阅读材料:
HDU 1392 (计算几何 凸包)

#include <cstring>
#include <cmath>
#include <iostream>
#include <algorithm>
#include <cstdio>
using namespace std;
typedef unsigned long long ll;
#define maxn 51111
#define pi acos (-1)
#define rotate Rotate

const double eps = 1e-8;
int dcmp (double x) {
    if (fabs (x) < eps)
        return 0;
    else return x < 0 ? -1 : 1;
}
struct point {
    double x, y;
    point (double _x = 0, double _y = 0) : x(_x), y(_y) {}
    point operator - (point a) const {
        return point (x-a.x, y-a.y);
    }
    point operator + (point a) const {
        return point (x+a.x, y+a.y);
    }
    bool operator < (const point &a) const {
        return x < a.x || (x == a.x && y < a.y);
    }
    bool operator == (const point &a) const {
        return dcmp (x-a.x) == 0 && dcmp (y-a.y) == 0;
    }
};

point operator * (point a, double p) {
    return point (a.x*p, a.y*p);
}
double cross (point a, point b) {
    return a.x*b.y-a.y*b.x;
}
double dot (point a, point b) {
    return a.x*b.x + a.y*b.y;
}

int n, m, tot;
point p[maxn], ch[maxn];

int ConvexHull () {
    sort (p, p+n);
    int m = 0;
    for (int i = 0; i < n; i++) {
        while (m > 1 && cross (ch[m-1]-ch[m-2], p[i]-ch[m-1]) <= 0)
            m--;
        ch[m++] = p[i];
    }
    int k = m;
    for (int i = n-2; i >= 0; i--) {
        while (m > k && cross (ch[m-1]-ch[m-2], p[i]-ch[m-1]) <= 0)
            m--;
        ch[m++] = p[i];
    }
    if (n > 1)
        m--;
    return m;
}

double dis (point a, point b) {
    double xx = a.x-b.x, yy = a.y-b.y;
    return sqrt (xx*xx + yy*yy);
}

int main () {
    //freopen ("in", "r", stdin);
    ios::sync_with_stdio(0);
    while (cin >> n && n) {
        for (int i = 0; i < n; i++) {
            cin >> p[i].x >> p[i].y;
        }
        m = ConvexHull (); //if (m == 1 || m== 2) while (1) {}
        if (m == 2) {
            printf ("%.2f\n", dis (ch[0], ch[1]));
            continue;
        }
        double ans = 0;
        for (int i = 0; i < m; i++) {
            ans += dis (ch[i], ch[(i+1)%m]);
        }
        printf ("%.2f\n", ans);
    }
    return 0;
}

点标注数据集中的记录
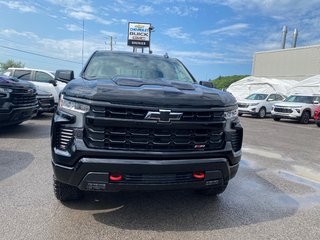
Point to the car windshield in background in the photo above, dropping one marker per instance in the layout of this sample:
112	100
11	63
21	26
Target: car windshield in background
302	99
108	66
257	96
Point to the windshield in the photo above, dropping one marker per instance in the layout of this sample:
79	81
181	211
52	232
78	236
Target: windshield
107	66
256	96
301	99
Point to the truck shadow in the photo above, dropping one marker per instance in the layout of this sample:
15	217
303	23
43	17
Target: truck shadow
249	199
10	166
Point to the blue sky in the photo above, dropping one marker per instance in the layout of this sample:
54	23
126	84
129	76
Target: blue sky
211	37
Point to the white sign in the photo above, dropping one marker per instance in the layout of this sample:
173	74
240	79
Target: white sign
139	34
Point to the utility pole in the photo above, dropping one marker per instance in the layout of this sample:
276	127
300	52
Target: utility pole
82	40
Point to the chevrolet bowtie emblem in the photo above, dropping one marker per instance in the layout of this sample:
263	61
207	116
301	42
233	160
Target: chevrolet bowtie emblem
163	115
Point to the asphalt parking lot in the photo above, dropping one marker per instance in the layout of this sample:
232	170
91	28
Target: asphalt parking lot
275	195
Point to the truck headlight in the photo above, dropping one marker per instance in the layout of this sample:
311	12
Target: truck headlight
231	114
73	106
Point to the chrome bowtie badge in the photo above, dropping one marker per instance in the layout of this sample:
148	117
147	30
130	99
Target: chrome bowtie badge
164	115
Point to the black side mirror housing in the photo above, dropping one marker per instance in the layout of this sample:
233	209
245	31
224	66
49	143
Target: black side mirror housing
206	84
64	75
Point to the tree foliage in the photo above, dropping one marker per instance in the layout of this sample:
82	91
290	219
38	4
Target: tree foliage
10	63
223	82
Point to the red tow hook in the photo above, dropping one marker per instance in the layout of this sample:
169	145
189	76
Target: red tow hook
115	178
199	175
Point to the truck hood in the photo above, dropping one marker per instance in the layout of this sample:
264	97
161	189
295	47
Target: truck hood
160	93
10	82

练习题组:
a - 请改写这段凸包代码中从“HDU 1392 (计算几何”到“pi acos (-1)”的部分，并把其中的“maxn”改成“MAX_N”。
b - 这段凸包代码中，常量 eps 的取值是多少？
c - 下面三种说法与这段凸包代码是否相符？(i) ConvexHull 函数先对点排序，再构造凸包；(ii) 程序用 scanf 读入各点坐标；(iii) 周长结果保留三位小数输出。

书面作答:
a -
HDU 1392 (计算几何 凸包)

#include <cstring>
#include <cmath>
#include <iostream>
#include <algorithm>
#include <cstdio>
using namespace std;
typedef unsigned long long ll;
#define MAX_N 51111
#define pi acos (-1)

b - 1e-8

c -
(i) 是：“sort (p, p+n);”
(ii) 否：“cin >> p[i].x >> p[i].y;”
(iii) 否：“printf ("%.2f\n", ans);”